Task objective -
Extract each line of the material that contains the string "slope", matching case exactly.

Given data -
•••

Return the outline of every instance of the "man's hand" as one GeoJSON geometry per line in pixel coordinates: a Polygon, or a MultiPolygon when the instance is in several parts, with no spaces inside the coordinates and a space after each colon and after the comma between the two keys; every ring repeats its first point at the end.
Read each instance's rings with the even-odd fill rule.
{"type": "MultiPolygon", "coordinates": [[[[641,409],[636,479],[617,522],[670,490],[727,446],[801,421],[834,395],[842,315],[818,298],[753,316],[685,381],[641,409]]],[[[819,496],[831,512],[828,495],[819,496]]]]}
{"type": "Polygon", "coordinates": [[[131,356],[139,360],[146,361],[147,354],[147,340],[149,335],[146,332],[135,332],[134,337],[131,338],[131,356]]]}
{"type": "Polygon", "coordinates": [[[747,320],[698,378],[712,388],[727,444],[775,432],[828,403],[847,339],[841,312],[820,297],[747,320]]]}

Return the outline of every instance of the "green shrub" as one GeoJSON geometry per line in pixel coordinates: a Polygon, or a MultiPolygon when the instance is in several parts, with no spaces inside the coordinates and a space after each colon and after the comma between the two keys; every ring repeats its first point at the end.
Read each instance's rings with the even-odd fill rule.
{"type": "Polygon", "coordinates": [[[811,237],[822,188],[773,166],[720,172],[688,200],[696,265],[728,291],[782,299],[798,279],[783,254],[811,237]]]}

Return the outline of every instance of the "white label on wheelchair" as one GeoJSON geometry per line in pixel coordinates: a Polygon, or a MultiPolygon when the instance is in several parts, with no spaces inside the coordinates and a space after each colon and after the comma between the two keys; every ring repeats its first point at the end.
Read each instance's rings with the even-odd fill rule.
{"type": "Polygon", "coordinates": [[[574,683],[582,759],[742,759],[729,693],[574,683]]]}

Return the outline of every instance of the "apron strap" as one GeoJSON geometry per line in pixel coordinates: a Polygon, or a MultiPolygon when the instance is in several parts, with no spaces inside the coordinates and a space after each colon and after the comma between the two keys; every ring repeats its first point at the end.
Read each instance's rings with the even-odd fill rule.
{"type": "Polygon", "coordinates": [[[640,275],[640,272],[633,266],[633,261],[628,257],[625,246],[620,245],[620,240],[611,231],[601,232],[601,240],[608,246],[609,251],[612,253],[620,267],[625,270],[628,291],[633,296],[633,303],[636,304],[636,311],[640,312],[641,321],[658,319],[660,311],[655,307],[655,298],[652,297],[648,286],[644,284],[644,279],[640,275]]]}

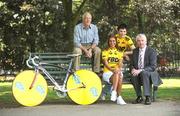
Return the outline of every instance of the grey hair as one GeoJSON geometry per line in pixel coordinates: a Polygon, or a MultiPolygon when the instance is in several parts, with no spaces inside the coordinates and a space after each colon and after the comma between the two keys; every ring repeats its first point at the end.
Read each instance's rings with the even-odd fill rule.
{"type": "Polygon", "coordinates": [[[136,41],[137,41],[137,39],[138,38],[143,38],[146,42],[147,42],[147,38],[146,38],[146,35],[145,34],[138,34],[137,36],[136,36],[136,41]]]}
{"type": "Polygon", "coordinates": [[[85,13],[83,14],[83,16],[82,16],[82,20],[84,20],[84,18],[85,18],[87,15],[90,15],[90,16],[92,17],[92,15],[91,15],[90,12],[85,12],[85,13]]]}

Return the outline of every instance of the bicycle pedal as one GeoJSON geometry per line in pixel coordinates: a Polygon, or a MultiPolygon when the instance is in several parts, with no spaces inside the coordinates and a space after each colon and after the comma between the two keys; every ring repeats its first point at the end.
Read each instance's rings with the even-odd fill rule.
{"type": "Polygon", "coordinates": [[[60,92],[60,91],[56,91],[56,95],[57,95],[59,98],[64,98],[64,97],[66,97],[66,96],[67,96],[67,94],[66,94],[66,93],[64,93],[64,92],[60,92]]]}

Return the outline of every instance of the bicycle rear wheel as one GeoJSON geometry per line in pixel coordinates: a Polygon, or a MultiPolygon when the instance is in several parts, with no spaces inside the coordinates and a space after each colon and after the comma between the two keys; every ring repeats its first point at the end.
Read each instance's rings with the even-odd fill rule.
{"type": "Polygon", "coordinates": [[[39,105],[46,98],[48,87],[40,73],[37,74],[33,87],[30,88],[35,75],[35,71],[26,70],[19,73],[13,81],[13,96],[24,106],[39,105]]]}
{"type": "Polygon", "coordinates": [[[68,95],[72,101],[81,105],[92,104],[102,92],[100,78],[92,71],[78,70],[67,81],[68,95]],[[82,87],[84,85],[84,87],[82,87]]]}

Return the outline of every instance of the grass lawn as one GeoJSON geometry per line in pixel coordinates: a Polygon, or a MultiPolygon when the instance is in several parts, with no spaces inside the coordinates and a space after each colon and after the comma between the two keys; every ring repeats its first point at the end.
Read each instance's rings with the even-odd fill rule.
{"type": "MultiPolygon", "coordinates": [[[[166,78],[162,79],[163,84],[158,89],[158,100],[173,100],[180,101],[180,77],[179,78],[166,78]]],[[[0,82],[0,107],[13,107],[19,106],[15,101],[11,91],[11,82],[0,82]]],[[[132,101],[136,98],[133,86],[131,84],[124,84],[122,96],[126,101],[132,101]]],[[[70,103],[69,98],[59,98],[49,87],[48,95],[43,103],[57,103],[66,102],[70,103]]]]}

•••

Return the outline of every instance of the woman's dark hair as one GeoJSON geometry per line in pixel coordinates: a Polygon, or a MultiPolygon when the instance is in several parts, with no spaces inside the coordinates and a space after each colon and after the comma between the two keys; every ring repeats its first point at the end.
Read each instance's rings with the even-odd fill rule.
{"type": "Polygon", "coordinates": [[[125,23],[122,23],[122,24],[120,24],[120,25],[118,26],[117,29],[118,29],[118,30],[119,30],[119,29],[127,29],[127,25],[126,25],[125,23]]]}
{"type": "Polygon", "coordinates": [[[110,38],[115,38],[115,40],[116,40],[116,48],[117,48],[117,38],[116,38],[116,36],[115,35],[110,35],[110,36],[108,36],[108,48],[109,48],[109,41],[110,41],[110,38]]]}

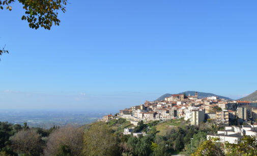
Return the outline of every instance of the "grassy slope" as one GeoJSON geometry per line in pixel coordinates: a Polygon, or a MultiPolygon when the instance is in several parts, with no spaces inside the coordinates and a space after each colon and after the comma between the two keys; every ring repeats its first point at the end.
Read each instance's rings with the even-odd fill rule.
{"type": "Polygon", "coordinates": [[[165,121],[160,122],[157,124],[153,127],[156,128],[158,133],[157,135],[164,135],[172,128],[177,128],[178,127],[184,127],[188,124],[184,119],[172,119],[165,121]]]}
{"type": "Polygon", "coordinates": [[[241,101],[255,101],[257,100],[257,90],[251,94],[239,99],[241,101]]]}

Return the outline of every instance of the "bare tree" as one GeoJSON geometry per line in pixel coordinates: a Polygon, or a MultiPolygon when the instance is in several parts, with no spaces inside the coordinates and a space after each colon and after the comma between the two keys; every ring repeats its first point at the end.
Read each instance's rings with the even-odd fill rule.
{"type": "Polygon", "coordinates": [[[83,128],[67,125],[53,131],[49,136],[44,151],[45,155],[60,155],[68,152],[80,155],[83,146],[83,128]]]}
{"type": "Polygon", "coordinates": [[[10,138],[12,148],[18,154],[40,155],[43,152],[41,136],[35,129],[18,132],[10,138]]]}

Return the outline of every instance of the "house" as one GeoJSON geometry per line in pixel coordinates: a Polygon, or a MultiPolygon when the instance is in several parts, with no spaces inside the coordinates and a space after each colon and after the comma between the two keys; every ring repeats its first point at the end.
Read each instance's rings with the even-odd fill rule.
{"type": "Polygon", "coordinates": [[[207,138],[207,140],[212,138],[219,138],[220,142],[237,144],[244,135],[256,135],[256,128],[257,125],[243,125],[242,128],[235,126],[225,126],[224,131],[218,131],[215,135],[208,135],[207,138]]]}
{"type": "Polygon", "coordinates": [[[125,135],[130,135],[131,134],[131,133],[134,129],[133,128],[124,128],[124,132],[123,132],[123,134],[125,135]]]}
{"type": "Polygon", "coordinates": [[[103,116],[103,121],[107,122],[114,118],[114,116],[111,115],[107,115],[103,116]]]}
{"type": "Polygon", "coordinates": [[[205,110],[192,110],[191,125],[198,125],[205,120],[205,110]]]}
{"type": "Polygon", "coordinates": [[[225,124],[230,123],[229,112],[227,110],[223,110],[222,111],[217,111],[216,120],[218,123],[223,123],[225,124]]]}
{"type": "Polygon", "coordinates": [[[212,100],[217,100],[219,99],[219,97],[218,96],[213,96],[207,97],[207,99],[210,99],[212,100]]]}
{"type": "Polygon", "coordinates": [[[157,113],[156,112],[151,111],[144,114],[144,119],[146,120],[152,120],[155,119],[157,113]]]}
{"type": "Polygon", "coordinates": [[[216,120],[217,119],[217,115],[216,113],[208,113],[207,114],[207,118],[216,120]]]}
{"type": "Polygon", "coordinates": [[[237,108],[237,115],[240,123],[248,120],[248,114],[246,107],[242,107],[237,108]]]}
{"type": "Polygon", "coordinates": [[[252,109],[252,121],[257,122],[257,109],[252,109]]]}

•••

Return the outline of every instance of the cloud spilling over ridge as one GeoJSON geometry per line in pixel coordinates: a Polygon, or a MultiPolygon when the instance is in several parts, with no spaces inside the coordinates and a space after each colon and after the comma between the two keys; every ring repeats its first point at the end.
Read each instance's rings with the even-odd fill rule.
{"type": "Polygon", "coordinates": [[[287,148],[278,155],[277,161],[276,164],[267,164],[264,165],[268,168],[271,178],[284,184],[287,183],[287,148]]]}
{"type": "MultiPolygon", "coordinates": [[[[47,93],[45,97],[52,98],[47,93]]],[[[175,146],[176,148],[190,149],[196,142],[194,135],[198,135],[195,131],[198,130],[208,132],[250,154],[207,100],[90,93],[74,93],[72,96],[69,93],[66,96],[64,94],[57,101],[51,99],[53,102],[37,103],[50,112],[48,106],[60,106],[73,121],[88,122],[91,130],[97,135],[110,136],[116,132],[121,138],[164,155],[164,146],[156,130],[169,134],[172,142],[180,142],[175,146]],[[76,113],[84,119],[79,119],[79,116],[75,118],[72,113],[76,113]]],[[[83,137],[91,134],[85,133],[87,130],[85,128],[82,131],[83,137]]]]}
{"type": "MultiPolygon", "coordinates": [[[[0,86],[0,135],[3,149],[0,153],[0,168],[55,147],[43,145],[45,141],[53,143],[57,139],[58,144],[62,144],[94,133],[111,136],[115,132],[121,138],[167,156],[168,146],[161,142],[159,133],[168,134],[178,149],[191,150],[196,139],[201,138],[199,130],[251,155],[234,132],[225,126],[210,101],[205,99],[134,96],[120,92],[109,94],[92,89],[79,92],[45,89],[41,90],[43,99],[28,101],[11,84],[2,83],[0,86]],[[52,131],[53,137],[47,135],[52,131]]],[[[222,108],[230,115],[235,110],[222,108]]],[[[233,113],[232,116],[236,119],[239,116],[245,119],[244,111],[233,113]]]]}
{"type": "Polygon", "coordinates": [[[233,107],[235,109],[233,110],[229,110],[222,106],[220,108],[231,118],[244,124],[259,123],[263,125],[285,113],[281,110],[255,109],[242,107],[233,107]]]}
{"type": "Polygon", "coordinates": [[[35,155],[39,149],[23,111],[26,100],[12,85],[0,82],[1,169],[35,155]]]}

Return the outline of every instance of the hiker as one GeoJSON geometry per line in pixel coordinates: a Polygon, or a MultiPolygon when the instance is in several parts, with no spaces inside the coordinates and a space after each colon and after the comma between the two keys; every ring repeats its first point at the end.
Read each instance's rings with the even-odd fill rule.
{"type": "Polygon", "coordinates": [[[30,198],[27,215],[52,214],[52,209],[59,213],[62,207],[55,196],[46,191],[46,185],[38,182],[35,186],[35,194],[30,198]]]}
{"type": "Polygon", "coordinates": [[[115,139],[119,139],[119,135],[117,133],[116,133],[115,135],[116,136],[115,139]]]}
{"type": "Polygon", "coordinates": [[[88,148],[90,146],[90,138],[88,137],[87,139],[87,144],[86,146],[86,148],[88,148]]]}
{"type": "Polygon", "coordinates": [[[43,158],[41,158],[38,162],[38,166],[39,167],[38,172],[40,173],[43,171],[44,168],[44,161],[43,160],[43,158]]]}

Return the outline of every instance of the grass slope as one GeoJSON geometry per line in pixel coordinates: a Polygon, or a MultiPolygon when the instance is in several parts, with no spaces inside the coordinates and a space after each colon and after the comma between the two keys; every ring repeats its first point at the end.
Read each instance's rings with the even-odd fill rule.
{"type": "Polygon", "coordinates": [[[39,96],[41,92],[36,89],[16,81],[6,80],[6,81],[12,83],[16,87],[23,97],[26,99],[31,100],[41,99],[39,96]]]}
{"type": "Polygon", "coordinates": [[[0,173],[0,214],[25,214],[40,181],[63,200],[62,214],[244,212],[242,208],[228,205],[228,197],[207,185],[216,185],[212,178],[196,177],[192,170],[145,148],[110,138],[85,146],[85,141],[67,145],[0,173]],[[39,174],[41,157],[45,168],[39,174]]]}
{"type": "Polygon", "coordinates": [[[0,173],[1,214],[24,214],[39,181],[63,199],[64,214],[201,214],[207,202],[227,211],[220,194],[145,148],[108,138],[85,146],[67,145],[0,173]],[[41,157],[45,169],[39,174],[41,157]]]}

•••

Task solution -
Return the outline of every instance of the "grassy slope" as one GeoJSON geometry per line in pixel coordinates: a Polygon, or a MultiPolygon when the instance is in several parts, with no spaces inside the coordinates and a space after each colon and after the comma between the two keys; every ring repeats its first point at the end.
Return the outline of every instance of the grass slope as one GeoJSON geometry per line in pixel coordinates: a Polygon, or a MultiPolygon when the instance is in several parts, with no spaces inside the coordinates and a space after each colon and after the comma between the two keys; every ring repeats its first point at the end.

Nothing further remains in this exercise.